-- Provided records --
(begin)

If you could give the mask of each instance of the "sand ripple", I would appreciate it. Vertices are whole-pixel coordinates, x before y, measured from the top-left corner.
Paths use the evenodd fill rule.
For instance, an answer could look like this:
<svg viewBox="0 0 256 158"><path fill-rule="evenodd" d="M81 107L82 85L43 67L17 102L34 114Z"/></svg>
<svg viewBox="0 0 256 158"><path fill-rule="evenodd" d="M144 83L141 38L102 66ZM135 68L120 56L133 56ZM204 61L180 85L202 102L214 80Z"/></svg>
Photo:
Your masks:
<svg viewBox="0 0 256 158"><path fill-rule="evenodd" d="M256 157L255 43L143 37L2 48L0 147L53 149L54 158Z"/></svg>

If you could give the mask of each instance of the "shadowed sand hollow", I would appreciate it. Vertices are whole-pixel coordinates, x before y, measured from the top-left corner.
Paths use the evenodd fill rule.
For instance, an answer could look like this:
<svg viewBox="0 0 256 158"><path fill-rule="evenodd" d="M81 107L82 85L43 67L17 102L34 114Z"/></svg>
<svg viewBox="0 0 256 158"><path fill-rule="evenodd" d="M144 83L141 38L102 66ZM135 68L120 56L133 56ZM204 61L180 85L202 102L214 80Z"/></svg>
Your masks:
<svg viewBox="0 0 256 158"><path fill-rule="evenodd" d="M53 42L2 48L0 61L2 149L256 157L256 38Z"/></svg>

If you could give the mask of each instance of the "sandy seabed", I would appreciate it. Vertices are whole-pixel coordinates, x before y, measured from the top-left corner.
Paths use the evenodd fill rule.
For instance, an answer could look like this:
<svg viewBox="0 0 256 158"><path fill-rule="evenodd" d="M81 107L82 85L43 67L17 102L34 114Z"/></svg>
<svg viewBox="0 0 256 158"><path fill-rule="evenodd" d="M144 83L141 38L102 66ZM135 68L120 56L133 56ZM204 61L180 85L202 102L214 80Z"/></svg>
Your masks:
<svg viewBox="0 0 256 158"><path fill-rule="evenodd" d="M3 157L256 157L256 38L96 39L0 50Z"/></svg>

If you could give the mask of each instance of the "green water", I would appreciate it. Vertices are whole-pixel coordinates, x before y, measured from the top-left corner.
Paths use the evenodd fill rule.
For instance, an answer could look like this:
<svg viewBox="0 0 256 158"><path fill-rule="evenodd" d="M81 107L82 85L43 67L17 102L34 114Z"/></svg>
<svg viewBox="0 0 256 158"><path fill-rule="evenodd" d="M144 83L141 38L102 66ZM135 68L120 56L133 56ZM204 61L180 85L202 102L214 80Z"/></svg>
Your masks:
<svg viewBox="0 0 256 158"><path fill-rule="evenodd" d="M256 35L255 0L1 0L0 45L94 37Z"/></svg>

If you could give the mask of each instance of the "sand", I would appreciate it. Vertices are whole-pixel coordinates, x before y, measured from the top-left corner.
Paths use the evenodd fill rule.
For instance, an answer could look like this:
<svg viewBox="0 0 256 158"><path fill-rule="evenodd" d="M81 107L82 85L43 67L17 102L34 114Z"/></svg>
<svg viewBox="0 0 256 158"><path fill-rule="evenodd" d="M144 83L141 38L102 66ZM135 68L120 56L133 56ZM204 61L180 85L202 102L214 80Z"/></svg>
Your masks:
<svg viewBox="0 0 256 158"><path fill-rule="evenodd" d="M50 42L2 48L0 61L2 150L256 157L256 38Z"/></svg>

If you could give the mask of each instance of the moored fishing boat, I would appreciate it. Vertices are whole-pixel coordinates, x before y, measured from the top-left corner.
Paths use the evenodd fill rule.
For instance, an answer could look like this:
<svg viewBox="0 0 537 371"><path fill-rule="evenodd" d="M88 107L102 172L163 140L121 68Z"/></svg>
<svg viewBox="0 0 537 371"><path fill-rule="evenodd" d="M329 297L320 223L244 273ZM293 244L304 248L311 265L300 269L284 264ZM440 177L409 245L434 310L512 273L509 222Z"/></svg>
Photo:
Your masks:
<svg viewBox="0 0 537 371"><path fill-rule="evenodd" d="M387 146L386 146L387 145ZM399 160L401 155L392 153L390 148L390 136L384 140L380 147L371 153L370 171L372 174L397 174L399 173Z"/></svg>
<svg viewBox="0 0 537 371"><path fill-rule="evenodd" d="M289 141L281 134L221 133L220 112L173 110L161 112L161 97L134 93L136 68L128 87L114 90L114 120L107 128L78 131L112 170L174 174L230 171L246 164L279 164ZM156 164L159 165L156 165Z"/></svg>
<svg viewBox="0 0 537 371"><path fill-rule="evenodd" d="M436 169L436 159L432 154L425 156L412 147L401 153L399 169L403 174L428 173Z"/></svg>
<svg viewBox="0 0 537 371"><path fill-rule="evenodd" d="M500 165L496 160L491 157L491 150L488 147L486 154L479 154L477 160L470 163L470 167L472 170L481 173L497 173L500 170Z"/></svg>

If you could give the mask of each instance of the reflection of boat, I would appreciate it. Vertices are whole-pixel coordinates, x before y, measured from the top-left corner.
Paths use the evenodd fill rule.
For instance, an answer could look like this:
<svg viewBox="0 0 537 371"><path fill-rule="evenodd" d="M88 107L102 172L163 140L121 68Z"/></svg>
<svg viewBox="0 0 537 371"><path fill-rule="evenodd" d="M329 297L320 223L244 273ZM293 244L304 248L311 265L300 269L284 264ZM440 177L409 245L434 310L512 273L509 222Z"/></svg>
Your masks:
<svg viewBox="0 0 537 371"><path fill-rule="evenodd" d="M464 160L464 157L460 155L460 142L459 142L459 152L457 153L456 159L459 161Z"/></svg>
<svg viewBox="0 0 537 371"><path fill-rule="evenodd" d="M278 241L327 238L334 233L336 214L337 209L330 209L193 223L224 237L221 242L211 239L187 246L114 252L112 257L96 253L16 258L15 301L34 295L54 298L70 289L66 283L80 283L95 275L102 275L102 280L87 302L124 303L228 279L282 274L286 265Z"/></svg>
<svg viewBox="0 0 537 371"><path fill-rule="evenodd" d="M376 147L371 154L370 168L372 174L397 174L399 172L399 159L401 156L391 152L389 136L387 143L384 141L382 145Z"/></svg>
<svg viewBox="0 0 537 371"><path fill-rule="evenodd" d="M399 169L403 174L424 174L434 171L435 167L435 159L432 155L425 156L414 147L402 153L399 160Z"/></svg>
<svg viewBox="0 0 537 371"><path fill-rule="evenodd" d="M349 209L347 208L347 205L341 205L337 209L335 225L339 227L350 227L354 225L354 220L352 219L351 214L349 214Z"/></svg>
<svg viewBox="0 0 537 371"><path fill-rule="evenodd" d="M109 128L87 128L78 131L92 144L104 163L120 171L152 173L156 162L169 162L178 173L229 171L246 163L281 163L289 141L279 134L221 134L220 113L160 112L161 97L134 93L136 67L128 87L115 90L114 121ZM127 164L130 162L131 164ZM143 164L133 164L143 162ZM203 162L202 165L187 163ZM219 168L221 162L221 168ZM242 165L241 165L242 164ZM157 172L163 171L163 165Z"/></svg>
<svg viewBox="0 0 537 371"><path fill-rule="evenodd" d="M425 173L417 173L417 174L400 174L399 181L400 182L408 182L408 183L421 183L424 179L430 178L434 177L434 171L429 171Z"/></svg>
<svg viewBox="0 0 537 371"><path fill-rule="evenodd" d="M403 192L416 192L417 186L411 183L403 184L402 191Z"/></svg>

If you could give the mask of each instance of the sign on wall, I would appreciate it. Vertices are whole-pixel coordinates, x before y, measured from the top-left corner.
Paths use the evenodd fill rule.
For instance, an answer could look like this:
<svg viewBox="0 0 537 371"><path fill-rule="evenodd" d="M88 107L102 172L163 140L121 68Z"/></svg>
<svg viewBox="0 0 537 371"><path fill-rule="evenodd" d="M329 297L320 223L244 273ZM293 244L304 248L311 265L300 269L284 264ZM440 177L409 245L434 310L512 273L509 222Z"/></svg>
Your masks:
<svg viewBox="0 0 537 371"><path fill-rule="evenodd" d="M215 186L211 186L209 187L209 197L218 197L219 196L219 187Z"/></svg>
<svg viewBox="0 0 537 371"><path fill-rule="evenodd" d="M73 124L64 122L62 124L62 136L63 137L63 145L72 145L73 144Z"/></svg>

(end)

-- Written exercise --
Only the lines from the one containing "of the sign" to the end of the records should be repeated, exactly as they appear.

-- Finished answer --
If you could give the mask of each instance of the sign on wall, I would appreciate it. Vertices are whole-pixel coordinates, x before y, measured from the top-left corner.
Paths use the evenodd fill rule.
For instance, an answer could look like this:
<svg viewBox="0 0 537 371"><path fill-rule="evenodd" d="M88 107L102 172L163 140L121 68Z"/></svg>
<svg viewBox="0 0 537 371"><path fill-rule="evenodd" d="M329 297L320 223L244 273ZM293 244L304 248L311 265L300 269L284 264ZM440 177L409 245L434 310L512 273L509 222Z"/></svg>
Your masks:
<svg viewBox="0 0 537 371"><path fill-rule="evenodd" d="M215 186L211 186L209 187L209 197L218 197L219 196L219 187Z"/></svg>
<svg viewBox="0 0 537 371"><path fill-rule="evenodd" d="M73 124L64 122L62 124L62 136L63 137L63 145L72 145L73 144Z"/></svg>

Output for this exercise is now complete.